TASK ITEM
A word-for-word transcription of the records is required.

Stored data entries
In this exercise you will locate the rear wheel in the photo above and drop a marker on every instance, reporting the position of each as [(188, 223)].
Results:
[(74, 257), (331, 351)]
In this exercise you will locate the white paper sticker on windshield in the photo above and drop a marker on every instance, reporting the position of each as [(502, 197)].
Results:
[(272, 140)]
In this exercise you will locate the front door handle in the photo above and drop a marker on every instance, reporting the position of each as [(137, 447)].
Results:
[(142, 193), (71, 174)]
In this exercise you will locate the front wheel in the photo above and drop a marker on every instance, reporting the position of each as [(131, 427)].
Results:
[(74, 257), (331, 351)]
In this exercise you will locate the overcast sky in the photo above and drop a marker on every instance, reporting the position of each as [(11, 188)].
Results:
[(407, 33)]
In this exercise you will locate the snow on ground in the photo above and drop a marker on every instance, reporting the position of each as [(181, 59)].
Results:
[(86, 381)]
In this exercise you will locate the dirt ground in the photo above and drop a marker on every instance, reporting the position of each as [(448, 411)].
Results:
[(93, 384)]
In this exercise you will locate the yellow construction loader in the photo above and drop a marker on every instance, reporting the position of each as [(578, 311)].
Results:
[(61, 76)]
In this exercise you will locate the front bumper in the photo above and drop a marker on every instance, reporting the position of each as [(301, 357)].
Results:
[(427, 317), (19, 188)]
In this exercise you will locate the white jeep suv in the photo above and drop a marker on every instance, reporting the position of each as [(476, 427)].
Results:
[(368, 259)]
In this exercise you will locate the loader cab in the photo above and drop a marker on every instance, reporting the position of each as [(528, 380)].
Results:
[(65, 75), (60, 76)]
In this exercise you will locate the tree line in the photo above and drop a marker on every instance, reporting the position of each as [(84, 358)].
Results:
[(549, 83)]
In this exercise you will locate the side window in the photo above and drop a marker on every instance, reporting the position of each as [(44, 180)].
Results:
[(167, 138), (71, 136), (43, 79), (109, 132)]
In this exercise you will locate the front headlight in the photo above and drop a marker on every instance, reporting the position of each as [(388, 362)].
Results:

TASK RESULT
In this exercise you will locate the rear wheel in the photo above and drop a marker on every instance, reporting the position of each as [(188, 223)].
Results:
[(74, 257), (331, 351)]
In this exercise you will locate the white paper sticker on windshield in the photo above and drop a marker on every instance, reporting the position of each as [(502, 197)].
Results:
[(272, 140)]
In this exercise you will locate the front door handle in the photo above and drop a marker on every instance, reporting the position of each as [(137, 447)].
Results:
[(142, 193), (71, 174)]
In this exercise you will locate the front wheel in the photo above and drop a marker on every instance, reporting the position of each as [(131, 427)].
Results:
[(74, 257), (331, 351)]
In this exercise you will locate the overcast sky in the photo above and drop a marker on every instance, reporting the position of each as [(11, 188)].
Results:
[(407, 33)]
In this exercise you will locate the snow on ground in the photo above and drop a marker on every instance, reporting the position of each as [(181, 59)].
Results:
[(86, 381)]
In this exercise you will locate the dirt ground in the photo above and drop a marker on every instance, reporting the position of each as [(448, 411)].
Results:
[(93, 384)]
In this exercise you will locate the yellow construction loader in the photo above and drop a marker on every instance, reporting the position of each as [(578, 311)].
Results:
[(61, 76)]
In this exercise you will locate the front bumper in the photo above and drop a marker on every instance, reporting the position of each as [(301, 357)].
Results:
[(427, 317), (19, 188)]
In this exercise you will locate the white jeep suv in the photo above and drop a marker on every instance, reporting the position of each as [(476, 427)].
Results:
[(368, 259)]
In this exercise you will locate the loader cab in the photo above and drop a marker on every instance, reporting the position of each as [(528, 380)].
Results:
[(65, 75), (60, 76)]
In this exercise you will locate the tree line in the photo above and drop a marker on every instance, reporting the position of each as [(84, 358)].
Results:
[(549, 83)]
In this exercise you will locate the side window in the photo above and drop a marker on every instance, reporting the position of each as [(44, 180)].
Results:
[(167, 138), (71, 136), (43, 79), (109, 132)]
In this exercise you will locate the front headlight in the photo above and drop a marker on every instance, reporting the position of each as [(388, 362)].
Results:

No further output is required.